Print verbatim the lines of the entries from the one containing "Please mark every instance of the window" to the last, inclusive, and no others.

---------- Recorded information ----------

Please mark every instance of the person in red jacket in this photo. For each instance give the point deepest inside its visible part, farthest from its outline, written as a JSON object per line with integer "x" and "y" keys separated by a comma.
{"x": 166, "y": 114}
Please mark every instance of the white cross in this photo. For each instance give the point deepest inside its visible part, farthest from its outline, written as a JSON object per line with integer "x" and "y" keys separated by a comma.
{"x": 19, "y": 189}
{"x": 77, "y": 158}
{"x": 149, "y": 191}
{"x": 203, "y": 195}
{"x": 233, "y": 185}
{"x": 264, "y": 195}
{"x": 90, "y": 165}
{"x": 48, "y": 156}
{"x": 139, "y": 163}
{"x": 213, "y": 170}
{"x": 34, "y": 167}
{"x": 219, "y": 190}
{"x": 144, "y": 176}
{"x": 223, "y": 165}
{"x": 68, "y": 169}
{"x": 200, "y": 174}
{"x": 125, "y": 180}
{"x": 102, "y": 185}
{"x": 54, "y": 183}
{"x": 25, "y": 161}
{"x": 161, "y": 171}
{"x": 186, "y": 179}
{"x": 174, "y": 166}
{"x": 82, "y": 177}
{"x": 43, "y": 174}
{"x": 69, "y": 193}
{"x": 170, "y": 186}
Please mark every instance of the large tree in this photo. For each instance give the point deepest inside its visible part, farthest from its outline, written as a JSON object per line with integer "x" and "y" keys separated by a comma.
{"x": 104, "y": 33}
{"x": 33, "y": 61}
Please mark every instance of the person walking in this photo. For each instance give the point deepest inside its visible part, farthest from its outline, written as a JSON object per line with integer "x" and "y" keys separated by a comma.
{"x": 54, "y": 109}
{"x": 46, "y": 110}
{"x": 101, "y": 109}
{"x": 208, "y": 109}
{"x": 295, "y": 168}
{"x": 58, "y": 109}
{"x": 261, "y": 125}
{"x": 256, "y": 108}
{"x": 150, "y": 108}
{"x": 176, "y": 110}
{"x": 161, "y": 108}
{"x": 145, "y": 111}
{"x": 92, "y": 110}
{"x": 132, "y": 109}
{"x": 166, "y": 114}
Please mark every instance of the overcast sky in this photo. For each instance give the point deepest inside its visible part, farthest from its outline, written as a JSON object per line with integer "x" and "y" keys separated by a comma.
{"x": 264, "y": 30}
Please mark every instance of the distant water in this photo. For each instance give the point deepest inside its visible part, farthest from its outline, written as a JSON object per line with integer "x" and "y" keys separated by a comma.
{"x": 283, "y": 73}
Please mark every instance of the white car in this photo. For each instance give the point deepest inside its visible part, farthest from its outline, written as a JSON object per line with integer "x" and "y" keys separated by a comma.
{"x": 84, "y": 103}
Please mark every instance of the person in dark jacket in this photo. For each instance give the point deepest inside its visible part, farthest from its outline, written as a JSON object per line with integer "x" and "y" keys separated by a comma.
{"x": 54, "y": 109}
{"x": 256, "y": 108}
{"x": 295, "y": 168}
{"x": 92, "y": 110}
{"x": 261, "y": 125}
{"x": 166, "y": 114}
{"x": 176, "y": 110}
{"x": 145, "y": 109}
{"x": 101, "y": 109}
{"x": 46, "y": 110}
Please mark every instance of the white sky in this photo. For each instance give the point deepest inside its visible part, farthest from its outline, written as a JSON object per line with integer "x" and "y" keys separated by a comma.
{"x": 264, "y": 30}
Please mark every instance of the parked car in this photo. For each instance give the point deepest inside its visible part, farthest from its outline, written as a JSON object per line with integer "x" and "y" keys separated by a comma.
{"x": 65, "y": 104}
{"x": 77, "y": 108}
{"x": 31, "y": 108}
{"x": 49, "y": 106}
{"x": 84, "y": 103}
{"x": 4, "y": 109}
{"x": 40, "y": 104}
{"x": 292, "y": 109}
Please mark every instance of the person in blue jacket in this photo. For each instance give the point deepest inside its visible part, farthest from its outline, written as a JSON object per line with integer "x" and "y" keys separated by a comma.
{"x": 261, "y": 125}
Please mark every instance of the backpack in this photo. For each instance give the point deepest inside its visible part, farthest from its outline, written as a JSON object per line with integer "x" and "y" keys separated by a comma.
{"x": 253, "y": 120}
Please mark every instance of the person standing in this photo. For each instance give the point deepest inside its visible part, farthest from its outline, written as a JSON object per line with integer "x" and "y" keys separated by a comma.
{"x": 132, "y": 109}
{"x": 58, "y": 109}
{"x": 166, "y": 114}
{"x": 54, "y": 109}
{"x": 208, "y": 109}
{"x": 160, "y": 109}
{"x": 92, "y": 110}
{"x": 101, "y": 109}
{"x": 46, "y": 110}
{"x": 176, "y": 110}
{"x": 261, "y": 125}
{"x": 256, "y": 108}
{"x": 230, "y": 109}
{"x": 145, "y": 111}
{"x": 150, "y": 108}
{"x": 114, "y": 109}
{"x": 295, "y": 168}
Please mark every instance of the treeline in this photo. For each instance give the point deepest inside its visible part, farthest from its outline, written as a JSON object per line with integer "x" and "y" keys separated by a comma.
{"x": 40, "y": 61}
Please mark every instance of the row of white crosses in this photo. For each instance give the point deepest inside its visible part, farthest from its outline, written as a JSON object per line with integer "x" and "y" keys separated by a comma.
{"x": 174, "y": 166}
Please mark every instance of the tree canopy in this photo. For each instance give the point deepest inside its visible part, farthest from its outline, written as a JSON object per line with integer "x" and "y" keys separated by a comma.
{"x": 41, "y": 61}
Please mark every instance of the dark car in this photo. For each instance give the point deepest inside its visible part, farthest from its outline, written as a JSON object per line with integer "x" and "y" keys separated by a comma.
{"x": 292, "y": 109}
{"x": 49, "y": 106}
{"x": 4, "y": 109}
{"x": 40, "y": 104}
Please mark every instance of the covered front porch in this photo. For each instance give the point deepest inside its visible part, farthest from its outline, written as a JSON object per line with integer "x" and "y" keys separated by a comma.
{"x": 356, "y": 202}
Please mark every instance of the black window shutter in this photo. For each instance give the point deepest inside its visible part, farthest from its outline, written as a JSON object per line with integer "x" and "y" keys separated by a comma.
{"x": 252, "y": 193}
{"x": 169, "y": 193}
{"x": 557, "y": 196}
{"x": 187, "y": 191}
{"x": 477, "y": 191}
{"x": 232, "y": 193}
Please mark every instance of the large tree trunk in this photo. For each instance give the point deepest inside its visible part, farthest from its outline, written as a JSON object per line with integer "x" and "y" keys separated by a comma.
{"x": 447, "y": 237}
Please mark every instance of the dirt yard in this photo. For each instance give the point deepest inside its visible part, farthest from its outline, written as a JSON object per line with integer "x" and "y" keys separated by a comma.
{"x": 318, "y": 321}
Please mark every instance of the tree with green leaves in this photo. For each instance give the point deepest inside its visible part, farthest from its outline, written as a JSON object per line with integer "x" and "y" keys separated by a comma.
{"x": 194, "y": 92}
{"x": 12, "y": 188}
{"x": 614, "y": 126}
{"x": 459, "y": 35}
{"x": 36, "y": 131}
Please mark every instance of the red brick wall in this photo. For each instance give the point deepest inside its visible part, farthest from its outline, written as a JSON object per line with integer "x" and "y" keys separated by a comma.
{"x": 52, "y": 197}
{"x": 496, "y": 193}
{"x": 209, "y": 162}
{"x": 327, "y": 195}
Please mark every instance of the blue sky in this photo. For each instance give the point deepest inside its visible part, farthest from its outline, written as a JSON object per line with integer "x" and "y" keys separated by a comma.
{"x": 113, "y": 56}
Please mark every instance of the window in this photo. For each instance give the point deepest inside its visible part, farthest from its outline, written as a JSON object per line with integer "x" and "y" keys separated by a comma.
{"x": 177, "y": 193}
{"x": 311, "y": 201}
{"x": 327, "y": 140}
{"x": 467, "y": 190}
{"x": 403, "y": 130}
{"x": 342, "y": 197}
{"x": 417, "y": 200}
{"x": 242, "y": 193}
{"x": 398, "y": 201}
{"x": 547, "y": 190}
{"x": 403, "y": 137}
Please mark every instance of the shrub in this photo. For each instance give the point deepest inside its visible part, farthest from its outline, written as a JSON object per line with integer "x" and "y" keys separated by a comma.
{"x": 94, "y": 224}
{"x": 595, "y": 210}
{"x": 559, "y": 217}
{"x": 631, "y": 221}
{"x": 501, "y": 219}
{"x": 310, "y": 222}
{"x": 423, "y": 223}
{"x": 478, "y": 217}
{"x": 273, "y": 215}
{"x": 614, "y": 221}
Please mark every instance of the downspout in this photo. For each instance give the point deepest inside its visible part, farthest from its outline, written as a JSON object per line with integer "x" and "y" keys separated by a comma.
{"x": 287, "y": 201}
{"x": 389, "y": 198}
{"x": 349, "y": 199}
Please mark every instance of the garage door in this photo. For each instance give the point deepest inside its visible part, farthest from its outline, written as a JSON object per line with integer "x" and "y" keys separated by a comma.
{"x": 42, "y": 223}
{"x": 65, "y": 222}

----------

§ Full output:
Please mark every instance of the window in this photo. For each instance give the point deepest inside its visible part, farthest from its outline, written as a JSON object per line with integer "x" and "y" keys separated by a comma.
{"x": 177, "y": 193}
{"x": 311, "y": 201}
{"x": 327, "y": 140}
{"x": 467, "y": 190}
{"x": 403, "y": 130}
{"x": 342, "y": 197}
{"x": 417, "y": 200}
{"x": 242, "y": 193}
{"x": 398, "y": 201}
{"x": 547, "y": 190}
{"x": 403, "y": 137}
Please mark every instance of the shrub in this photo. For each instance give the point deepest inside its visible part, farthest from its outline, written as a JSON object per line with integer "x" and "y" keys separated by a comma.
{"x": 94, "y": 224}
{"x": 595, "y": 210}
{"x": 559, "y": 217}
{"x": 631, "y": 221}
{"x": 501, "y": 219}
{"x": 310, "y": 222}
{"x": 423, "y": 223}
{"x": 478, "y": 217}
{"x": 273, "y": 215}
{"x": 614, "y": 221}
Please mark every instance of the downspout in this photo. For each instance give the point deepest inside its visible part, farthest from its outline, written as a JSON object per line with integer "x" and "y" keys separated by a comma.
{"x": 287, "y": 201}
{"x": 389, "y": 198}
{"x": 349, "y": 199}
Please mark every instance of the garage door in this photo. For each instance give the point deepest inside its visible part, farthest from its outline, written as a JSON object per line with integer "x" and "y" keys separated by a comma.
{"x": 42, "y": 223}
{"x": 65, "y": 222}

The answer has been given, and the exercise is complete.